Part of a data file:
━━━━━━━━━━━━━━━━━━━━
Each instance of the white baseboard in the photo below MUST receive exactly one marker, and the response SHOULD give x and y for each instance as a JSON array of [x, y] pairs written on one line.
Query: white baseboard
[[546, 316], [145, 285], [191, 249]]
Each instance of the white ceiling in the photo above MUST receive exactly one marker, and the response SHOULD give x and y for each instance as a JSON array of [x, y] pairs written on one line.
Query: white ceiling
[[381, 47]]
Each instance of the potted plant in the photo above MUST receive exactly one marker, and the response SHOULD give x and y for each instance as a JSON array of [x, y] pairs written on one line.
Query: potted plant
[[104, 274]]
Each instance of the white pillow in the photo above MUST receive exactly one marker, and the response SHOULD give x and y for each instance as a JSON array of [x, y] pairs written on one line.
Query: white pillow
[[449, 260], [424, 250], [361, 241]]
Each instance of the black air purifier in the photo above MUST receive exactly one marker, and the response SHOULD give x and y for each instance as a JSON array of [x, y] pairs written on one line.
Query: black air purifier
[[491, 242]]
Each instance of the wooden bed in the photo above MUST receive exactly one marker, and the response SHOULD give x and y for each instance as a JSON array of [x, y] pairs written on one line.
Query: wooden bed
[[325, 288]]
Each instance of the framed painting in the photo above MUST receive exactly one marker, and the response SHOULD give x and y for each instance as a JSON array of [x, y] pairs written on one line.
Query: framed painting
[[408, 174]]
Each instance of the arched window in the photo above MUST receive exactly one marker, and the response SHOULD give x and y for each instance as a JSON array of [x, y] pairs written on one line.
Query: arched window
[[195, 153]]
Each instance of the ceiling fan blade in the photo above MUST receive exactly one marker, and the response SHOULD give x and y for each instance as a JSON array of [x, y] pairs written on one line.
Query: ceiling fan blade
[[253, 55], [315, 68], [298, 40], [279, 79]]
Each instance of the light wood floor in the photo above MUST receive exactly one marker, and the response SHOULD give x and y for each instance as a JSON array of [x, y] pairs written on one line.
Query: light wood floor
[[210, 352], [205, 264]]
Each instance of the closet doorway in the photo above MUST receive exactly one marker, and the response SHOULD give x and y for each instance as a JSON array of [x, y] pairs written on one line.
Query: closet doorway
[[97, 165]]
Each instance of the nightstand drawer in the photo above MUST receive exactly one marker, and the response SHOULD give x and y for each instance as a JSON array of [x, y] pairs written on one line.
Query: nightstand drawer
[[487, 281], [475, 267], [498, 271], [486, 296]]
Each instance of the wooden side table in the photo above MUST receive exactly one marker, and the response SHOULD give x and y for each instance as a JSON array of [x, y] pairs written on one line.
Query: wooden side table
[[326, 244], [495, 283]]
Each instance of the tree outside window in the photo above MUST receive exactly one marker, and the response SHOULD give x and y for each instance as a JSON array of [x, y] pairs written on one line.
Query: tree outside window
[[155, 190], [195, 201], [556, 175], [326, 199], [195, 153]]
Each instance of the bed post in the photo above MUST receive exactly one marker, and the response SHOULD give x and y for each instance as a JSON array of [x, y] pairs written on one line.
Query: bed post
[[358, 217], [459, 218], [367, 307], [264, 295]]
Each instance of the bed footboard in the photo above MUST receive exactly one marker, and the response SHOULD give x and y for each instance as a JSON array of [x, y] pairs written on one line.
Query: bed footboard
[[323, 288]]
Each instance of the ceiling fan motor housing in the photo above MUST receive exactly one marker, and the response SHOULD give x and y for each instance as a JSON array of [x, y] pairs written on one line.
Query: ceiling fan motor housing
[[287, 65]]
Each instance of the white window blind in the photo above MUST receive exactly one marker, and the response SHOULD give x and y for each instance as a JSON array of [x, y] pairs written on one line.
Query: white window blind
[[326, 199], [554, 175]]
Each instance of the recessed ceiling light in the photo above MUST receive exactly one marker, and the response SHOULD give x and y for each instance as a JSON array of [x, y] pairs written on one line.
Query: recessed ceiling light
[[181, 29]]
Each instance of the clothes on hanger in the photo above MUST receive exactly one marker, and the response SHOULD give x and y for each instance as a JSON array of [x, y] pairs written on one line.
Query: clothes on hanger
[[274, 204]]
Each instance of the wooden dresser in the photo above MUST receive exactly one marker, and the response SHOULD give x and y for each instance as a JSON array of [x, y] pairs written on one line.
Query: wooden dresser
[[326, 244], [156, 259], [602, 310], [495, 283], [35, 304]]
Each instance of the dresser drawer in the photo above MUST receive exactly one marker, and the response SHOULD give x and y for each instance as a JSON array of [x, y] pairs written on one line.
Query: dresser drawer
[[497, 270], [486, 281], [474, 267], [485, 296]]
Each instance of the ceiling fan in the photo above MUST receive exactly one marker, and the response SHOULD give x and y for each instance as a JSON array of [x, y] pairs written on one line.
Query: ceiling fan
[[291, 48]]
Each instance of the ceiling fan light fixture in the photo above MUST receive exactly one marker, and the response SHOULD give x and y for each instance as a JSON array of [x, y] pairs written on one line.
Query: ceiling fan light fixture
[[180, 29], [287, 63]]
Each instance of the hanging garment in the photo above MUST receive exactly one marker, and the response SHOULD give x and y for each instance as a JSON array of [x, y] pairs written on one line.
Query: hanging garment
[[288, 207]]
━━━━━━━━━━━━━━━━━━━━
- STATED EXERCISE:
From the first line of the entries through the line with "[[381, 47]]", write the lines out again, substituting "point" for "marker" and changing nothing else.

- RESPONSE FOR THIS EXERCISE:
Each instance of the white baseboard in the photo below MUST receive exactly one point, and the response SHOULD give x and y for each instance as a JSON array of [x, y] pairs written on one line.
Query: white baseboard
[[546, 316], [145, 285], [191, 249]]
Each instance of the white ceiling in the photo above MUST receive exactly one point, and the response SHOULD give x and y for each instance as a JSON array of [x, y] pairs written on one line.
Query: white ceiling
[[381, 47]]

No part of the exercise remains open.